> Provided data
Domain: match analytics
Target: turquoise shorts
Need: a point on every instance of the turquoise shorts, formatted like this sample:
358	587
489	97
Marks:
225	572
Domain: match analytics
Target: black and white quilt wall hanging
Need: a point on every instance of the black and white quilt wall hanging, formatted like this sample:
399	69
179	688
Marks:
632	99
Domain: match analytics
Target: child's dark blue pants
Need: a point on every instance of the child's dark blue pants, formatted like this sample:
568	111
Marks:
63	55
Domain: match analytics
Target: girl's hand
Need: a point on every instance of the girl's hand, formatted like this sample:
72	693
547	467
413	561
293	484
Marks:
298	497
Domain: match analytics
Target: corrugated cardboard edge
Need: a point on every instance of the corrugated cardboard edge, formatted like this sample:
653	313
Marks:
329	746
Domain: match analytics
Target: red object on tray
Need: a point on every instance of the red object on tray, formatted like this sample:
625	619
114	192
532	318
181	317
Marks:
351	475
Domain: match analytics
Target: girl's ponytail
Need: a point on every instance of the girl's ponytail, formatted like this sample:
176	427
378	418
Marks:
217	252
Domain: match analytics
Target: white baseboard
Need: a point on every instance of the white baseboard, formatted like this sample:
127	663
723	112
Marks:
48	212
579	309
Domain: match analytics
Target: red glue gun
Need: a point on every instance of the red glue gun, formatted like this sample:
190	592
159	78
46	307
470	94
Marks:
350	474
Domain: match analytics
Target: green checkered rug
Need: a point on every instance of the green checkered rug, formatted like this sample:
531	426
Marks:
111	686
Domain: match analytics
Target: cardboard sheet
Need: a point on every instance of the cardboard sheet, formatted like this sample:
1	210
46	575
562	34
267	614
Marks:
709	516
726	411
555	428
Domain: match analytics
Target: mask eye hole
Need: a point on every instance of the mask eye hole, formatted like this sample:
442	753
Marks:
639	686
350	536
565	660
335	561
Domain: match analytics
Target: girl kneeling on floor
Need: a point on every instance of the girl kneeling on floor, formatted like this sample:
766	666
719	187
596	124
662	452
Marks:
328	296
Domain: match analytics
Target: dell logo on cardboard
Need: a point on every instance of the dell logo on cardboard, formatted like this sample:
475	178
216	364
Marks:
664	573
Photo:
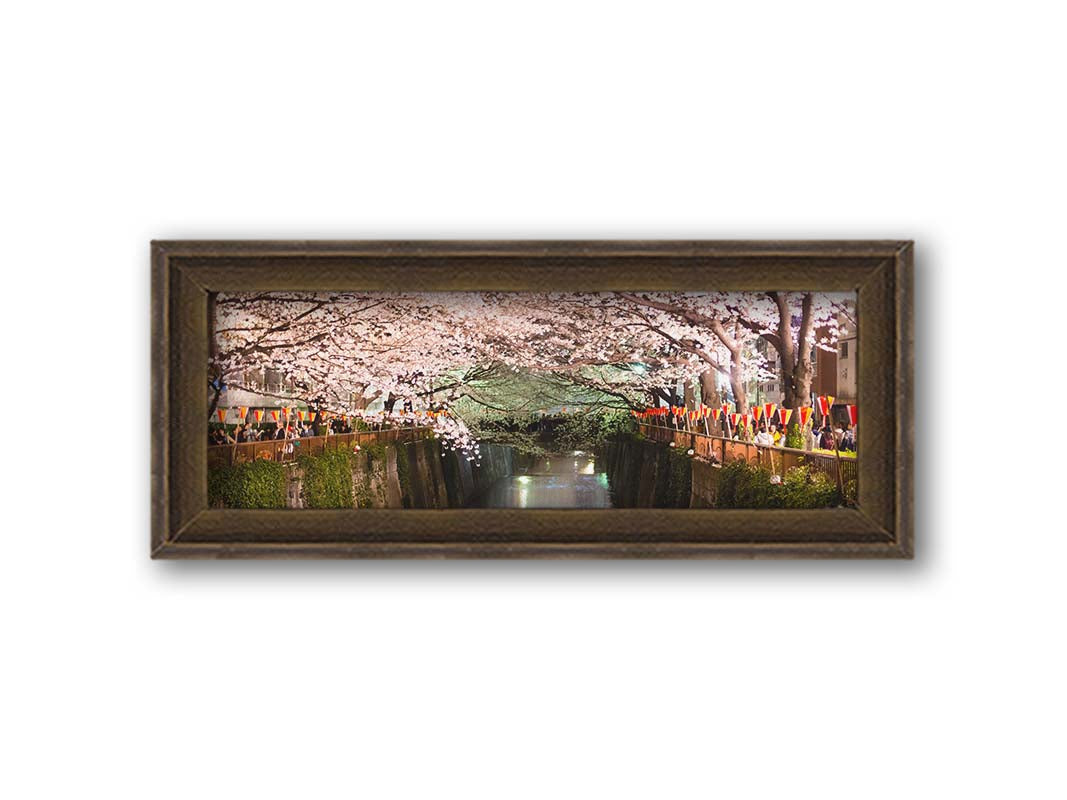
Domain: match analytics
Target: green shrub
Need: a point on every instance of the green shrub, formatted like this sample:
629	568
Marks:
808	489
755	491
681	480
256	484
744	485
328	480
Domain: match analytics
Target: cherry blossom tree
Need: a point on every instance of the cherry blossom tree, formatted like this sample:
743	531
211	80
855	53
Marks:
347	351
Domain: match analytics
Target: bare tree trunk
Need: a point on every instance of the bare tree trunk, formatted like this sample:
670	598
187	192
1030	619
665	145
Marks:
737	386
805	370
710	389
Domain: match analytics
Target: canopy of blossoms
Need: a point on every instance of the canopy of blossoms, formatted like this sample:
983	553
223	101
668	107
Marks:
416	352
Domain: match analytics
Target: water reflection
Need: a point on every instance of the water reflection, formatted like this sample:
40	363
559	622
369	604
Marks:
567	481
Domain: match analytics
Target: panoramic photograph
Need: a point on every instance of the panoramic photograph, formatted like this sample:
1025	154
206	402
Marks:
521	400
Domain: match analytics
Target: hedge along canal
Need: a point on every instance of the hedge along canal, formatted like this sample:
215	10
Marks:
630	472
415	475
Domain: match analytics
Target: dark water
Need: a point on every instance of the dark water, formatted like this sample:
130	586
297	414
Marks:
563	481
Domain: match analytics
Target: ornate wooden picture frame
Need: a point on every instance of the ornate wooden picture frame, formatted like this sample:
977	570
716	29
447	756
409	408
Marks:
187	273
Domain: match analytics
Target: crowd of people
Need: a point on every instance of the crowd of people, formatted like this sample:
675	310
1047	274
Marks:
827	437
295	429
842	437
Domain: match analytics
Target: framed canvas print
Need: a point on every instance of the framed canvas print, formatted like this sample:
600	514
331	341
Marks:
470	399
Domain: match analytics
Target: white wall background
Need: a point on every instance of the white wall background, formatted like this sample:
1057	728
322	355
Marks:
940	677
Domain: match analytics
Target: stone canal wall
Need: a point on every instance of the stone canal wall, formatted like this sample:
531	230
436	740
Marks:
414	475
646	474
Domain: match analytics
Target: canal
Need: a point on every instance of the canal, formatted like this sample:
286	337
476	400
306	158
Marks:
560	481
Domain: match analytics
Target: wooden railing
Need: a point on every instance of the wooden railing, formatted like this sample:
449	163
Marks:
778	460
293	448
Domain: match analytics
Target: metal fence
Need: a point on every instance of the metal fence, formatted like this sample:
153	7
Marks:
778	460
293	448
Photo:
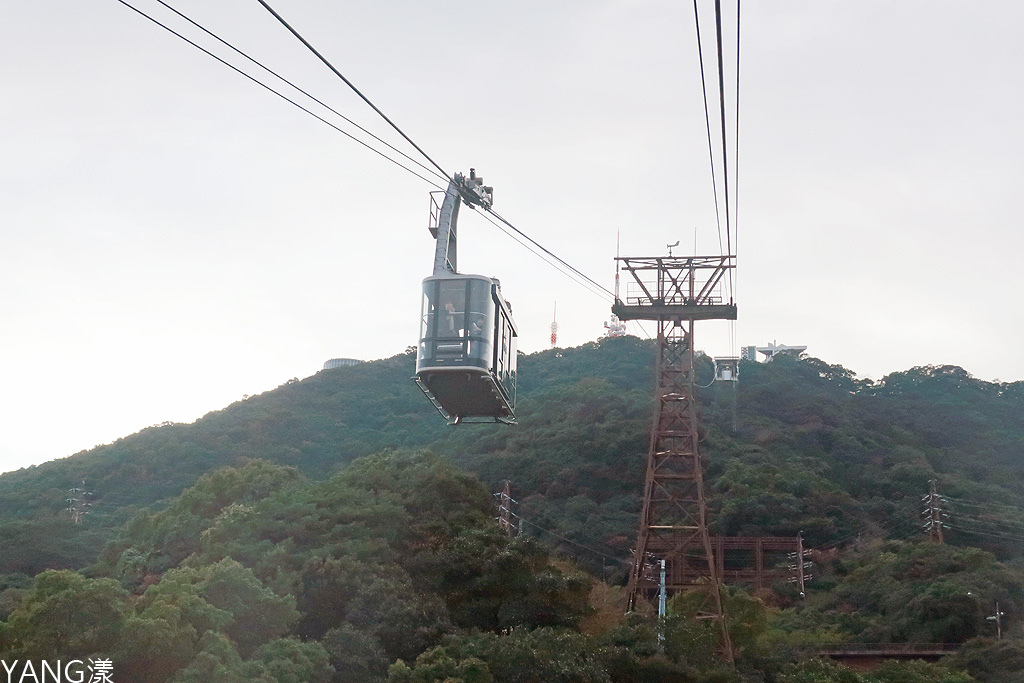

> Task instructions
Among the lines above, which ones hold the string "fence"? Show them.

> Solved problem
Target: metal fence
Need: a point on every instance of the metal fence, formatted like this sample:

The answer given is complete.